» Given problem
Nothing other than the lines from the one containing "Where can you see the tree" through the close of the entries below should be printed, each exactly.
# # # # #
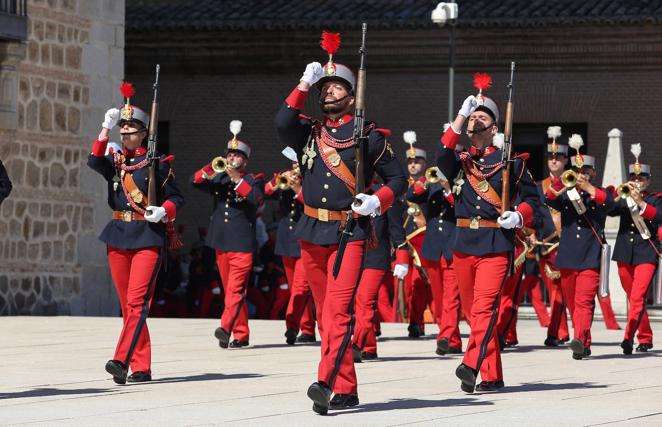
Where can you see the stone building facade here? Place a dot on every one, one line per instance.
(64, 78)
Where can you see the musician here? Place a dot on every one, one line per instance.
(437, 255)
(583, 210)
(637, 248)
(237, 197)
(483, 246)
(328, 166)
(285, 188)
(137, 234)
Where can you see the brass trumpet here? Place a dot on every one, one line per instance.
(569, 178)
(433, 175)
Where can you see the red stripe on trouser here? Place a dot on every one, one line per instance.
(480, 279)
(583, 284)
(299, 314)
(234, 268)
(335, 319)
(445, 300)
(608, 313)
(366, 299)
(134, 273)
(510, 297)
(558, 321)
(384, 306)
(635, 280)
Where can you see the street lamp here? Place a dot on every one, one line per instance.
(442, 14)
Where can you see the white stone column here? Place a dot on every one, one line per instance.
(615, 174)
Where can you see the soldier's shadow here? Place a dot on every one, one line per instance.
(203, 377)
(548, 387)
(397, 404)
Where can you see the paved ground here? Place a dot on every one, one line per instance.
(53, 374)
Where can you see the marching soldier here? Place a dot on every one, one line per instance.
(583, 210)
(637, 248)
(484, 237)
(137, 234)
(327, 153)
(237, 196)
(548, 242)
(390, 234)
(286, 186)
(434, 191)
(5, 183)
(416, 282)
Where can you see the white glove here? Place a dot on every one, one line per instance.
(510, 219)
(111, 118)
(369, 205)
(313, 73)
(155, 213)
(468, 106)
(400, 271)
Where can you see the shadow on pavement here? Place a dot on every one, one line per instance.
(548, 386)
(47, 391)
(397, 404)
(204, 377)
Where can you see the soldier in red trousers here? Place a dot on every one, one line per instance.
(136, 236)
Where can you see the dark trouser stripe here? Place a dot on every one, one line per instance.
(516, 299)
(144, 311)
(350, 326)
(495, 315)
(241, 303)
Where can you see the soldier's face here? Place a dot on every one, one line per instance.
(481, 127)
(416, 166)
(132, 135)
(237, 160)
(335, 98)
(556, 163)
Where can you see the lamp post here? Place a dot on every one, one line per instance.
(447, 13)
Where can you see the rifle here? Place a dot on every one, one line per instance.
(507, 146)
(152, 158)
(359, 139)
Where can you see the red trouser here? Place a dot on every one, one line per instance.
(299, 314)
(579, 290)
(134, 272)
(234, 268)
(510, 299)
(635, 280)
(366, 300)
(480, 279)
(334, 299)
(558, 322)
(445, 300)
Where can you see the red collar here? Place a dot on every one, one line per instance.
(477, 152)
(337, 123)
(140, 151)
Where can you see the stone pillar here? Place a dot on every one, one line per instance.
(614, 174)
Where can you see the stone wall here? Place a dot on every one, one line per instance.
(51, 261)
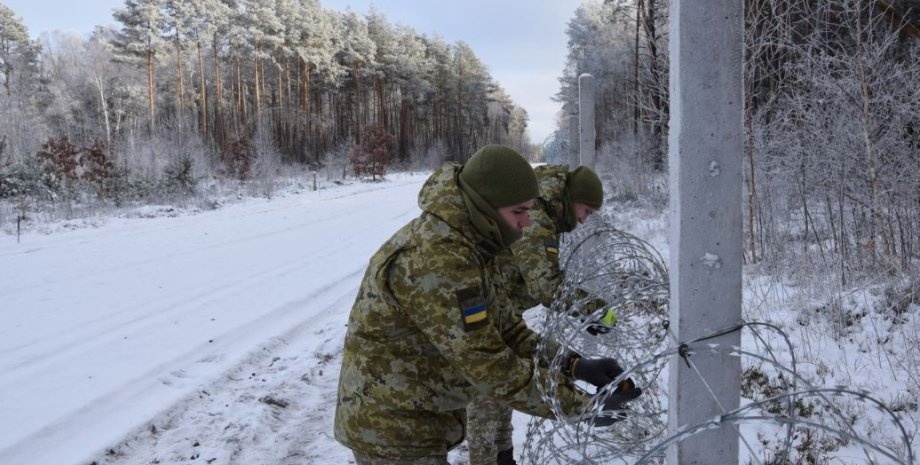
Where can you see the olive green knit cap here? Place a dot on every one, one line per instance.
(501, 176)
(585, 187)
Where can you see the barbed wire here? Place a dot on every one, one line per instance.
(785, 422)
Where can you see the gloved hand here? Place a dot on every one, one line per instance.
(615, 403)
(598, 371)
(604, 324)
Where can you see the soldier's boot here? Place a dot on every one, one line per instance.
(506, 457)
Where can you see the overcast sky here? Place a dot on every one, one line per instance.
(522, 42)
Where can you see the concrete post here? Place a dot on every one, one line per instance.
(587, 133)
(573, 141)
(705, 154)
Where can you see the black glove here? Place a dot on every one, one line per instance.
(615, 404)
(599, 371)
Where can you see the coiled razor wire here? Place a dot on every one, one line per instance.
(609, 268)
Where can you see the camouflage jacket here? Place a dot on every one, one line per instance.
(428, 331)
(535, 274)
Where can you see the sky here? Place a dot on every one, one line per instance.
(169, 335)
(522, 42)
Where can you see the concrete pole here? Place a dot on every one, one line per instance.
(705, 155)
(586, 131)
(573, 141)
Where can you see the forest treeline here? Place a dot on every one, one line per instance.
(181, 89)
(832, 126)
(242, 80)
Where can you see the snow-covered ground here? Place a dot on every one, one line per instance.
(212, 336)
(215, 337)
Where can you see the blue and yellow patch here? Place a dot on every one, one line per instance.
(552, 250)
(473, 310)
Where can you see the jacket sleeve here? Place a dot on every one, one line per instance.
(444, 291)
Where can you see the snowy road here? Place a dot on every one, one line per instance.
(103, 330)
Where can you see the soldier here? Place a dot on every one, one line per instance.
(532, 276)
(428, 330)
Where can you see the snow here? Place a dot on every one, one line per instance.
(188, 329)
(214, 336)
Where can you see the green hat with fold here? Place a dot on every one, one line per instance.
(501, 176)
(585, 187)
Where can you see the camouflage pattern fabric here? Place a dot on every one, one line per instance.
(536, 255)
(529, 276)
(425, 336)
(489, 430)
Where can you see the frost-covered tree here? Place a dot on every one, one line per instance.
(140, 41)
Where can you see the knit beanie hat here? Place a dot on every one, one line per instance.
(585, 187)
(501, 176)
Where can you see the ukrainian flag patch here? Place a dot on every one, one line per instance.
(473, 310)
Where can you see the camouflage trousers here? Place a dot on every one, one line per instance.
(361, 459)
(488, 430)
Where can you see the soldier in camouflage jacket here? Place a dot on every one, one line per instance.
(426, 332)
(531, 276)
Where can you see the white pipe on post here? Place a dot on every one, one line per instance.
(573, 141)
(705, 155)
(587, 133)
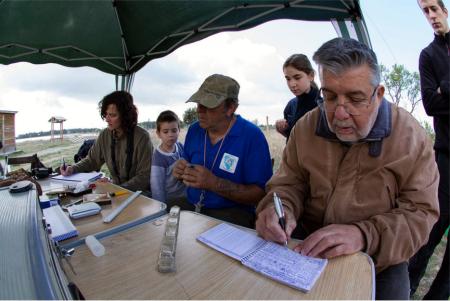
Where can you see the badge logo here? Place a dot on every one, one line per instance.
(229, 163)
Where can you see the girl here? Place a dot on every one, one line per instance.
(299, 76)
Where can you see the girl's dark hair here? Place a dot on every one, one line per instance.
(301, 63)
(124, 104)
(166, 116)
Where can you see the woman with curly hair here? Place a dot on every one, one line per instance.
(125, 147)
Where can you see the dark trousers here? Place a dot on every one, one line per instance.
(234, 215)
(418, 263)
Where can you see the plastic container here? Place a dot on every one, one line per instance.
(95, 246)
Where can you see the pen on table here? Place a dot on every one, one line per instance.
(280, 213)
(117, 193)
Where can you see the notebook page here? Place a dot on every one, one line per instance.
(80, 177)
(286, 266)
(231, 241)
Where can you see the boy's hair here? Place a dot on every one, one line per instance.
(166, 116)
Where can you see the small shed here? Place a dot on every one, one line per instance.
(7, 131)
(60, 120)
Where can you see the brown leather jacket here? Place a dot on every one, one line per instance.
(386, 186)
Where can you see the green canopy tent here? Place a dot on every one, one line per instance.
(120, 37)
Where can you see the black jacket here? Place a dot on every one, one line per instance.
(299, 106)
(434, 68)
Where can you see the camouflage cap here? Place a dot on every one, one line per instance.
(214, 90)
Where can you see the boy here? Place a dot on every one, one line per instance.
(164, 186)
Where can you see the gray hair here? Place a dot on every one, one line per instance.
(339, 54)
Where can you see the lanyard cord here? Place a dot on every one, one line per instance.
(220, 146)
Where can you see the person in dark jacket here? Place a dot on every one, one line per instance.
(299, 76)
(434, 69)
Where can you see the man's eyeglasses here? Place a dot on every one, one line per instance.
(354, 105)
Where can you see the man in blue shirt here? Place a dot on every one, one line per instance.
(227, 159)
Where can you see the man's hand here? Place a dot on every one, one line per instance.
(178, 169)
(197, 176)
(268, 227)
(331, 241)
(66, 170)
(281, 125)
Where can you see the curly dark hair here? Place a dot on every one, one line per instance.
(124, 104)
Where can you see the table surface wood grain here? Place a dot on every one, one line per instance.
(140, 209)
(128, 270)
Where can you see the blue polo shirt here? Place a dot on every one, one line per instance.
(244, 159)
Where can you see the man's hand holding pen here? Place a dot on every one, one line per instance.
(268, 224)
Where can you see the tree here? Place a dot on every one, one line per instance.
(402, 86)
(190, 116)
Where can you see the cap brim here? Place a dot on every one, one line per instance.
(206, 99)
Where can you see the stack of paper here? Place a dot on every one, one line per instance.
(80, 177)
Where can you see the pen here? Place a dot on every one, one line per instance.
(280, 213)
(118, 193)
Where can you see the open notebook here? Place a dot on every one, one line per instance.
(79, 177)
(270, 259)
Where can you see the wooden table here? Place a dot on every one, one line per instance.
(140, 210)
(128, 270)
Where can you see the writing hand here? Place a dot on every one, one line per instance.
(66, 170)
(332, 241)
(268, 227)
(178, 169)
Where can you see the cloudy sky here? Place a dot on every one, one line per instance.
(254, 57)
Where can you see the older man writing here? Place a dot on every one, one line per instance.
(358, 173)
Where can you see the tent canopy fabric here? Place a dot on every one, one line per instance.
(119, 37)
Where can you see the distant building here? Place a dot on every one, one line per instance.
(60, 120)
(7, 131)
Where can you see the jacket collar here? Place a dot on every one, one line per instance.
(381, 129)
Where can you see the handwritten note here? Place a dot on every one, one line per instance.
(270, 259)
(286, 266)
# # # # #
» Correct result
Where can you see the tree here? Place a dot on every one, one line per instance.
(402, 86)
(190, 116)
Where can you see the cap brim here? Place a dot on every one, one line per instance.
(206, 99)
Where can you see the stack of paper here? Place a dot on every one, one line per instance.
(80, 177)
Where can you see the pen here? Place a dot on every one, one line per instance.
(280, 213)
(118, 193)
Where can you see the open notebook here? Place a dot on every one, one line per instance.
(79, 177)
(270, 259)
Where can you see the wooden table here? Place a dot on every one, one line per instance.
(140, 210)
(128, 270)
Where can you see the writing hand here? Place a dot on every one, one line per instance.
(66, 170)
(332, 241)
(268, 227)
(178, 169)
Where can you see the cloudy sky here? Place a dot on every one, one line per instance.
(254, 57)
Where can you see the older man writing here? Place a dot on every one, one line per instance.
(358, 173)
Where can you see the tent canopy fabric here? Place a dot on every one, one line per instance.
(119, 37)
Where can you see the distant building here? Place a dot on every one, one line per instance.
(60, 120)
(7, 131)
Where can you see the jacket collar here? Place a dot on every one, one line per instance.
(381, 129)
Where can you see the handwritten note here? Place a dot on every one, one line per instance.
(270, 259)
(286, 266)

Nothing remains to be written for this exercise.